■ PASSAGE TO READ ■
Jason, I want to go back to you and talking about these markets. There are some stocks that some of us might be afraid as average investors are actually more expensive when in fact, if you're looking at the forward PE ratios they in fact are not. Is there anything you're targeting?

JASON WARE: Yeah, I think that's right. So you know, we look at our portfolio in valuation cohorts. So we have a number of stocks that are trading just below or right around an S&P multiple whether that's like JP Morgan or Berkshire or United Health Care that has great secular growth dynamics with their Optum business.

Then up from there you know you get into the Home Depots and the Alphabet's and Apples that have a mid 20s PE but continue to have some really strong, durable growth profiles growing earnings north of 20%. And then above that there are valuation areas like Microsoft and Visa and Adobe that are trading at 30 times or a little bit more than 30 times. Again, not expensive in an environment where interest rates are still negative along a lot of the Treasury term structure and that if the Fed continues to remain accommodative for the next year or two, which we expect they will, you know is very supportive to a company that is trading around 30 times earnings that has growth that's north of 20% like a Microsoft and the visa that are dominating their category.

So I think there are ways that you can absolutely allocate your portfolio without overpaying and staying away from the frothy parts of the market. Believe it or not, Amazon is trading at around 50 times our expectations for 2022 earnings. That, that's pretty amazing given the fact this used to be a triple digit PE stock. By the way it's trading a little bit north of three times sales. They're going to do a half a trillion in revenue this year. So you know, there are areas you can go where you can get growth without overpaying for it.

SEANA SMITH: Matt, what about housing? We had housing starts off just around 9.5% today. This has actually been an area that has certainly been a bright spot during the COVID-19 pandemic. How is the market looking at this because I think there's lots of questions out there as to when we start to see the housing market begin to cool off?

MATT ORTON: It's a great question and living down here in Florida, it's-- you've seen the housing market take off and just continue to be incredibly strong. And I think a lot of folks are wondering when and if does this end? But I think you've got to break the housing market down to the actual home builders, where there continues to be backlogs. And a lot of home builders are actually making delays and pushing off the amount that they're building because they just can't keep up with the demand and source the materials with what's available right now.

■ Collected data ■

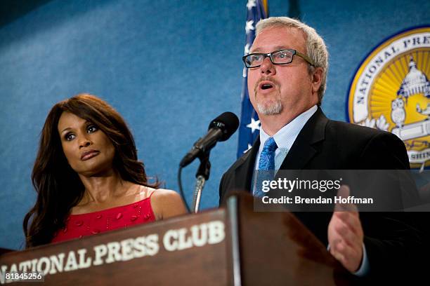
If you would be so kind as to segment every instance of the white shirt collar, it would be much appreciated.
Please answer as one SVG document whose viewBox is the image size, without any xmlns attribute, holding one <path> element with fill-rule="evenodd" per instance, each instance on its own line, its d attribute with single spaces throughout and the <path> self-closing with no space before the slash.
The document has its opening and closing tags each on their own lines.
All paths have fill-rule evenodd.
<svg viewBox="0 0 430 286">
<path fill-rule="evenodd" d="M 288 152 L 294 143 L 299 133 L 301 131 L 301 129 L 303 129 L 303 127 L 317 109 L 318 107 L 316 105 L 313 106 L 309 109 L 294 118 L 272 136 L 280 151 L 285 150 L 286 152 Z M 260 129 L 260 148 L 259 149 L 259 156 L 260 153 L 261 153 L 261 150 L 263 150 L 264 142 L 266 142 L 266 140 L 270 136 L 264 132 L 263 128 L 261 128 Z"/>
</svg>

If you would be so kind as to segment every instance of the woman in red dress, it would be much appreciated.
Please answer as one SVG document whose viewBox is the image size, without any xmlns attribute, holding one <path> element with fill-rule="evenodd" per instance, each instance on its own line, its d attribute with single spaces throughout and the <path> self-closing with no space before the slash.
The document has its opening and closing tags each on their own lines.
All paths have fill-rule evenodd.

■ TASK INSTRUCTIONS ■
1. Revise the interview on stocks and housing, starting at "SEANA SMITH: Matt, what" and ending at "available right now.", so that "construction firms" takes the place of "home builders".
2. Carry the interview on stocks and housing forward from the point where it stops.

■ RESULTS BY TASK ■
1.
SEANA SMITH: Matt, what about housing? We had housing starts off just around 9.5% today. This has actually been an area that has certainly been a bright spot during the COVID-19 pandemic. How is the market looking at this because I think there's lots of questions out there as to when we start to see the housing market begin to cool off?

MATT ORTON: It's a great question and living down here in Florida, it's-- you've seen the housing market take off and just continue to be incredibly strong. And I think a lot of folks are wondering when and if does this end? But I think you've got to break the housing market down to the actual construction firms, where there continues to be backlogs. And a lot of construction firms are actually making delays and pushing off the amount that they're building because they just can't keep up with the demand and source the materials with what's available right now.

2.
But then you look at earnings like Home Depot incredibly strong earnings, positive guidance going forward, folks are still continuing to invest in this home improvement type of theme as affordability continues to be an issue. So those remain very, very good investments. And home builders, going back to this theme of valuation and being conscious of what we're paying for companies, I think investors going forward are going to be more discerning about what you pay for these companies.

And so there are some risks there but you certainly want to look at saw a Lowe's, which offers exposure to that theme not quite as expensive, certainly an area to continue to look at. And that's why when you build these overall portfolios you want to have exposure to some of these parts of the market but making sure that you're allocated properly, have some exposure to home builders, or say cyclicality within your overall allocation, but make sure that you are properly diversified.

And that's what we continue to emphasize to clients is to have that proper diversification. And along that lines and Europe continues to look very, very interesting as well, trading at a significant discount, fantastic earnings. And so we just say be opportunistic when you're ready to allocate capital.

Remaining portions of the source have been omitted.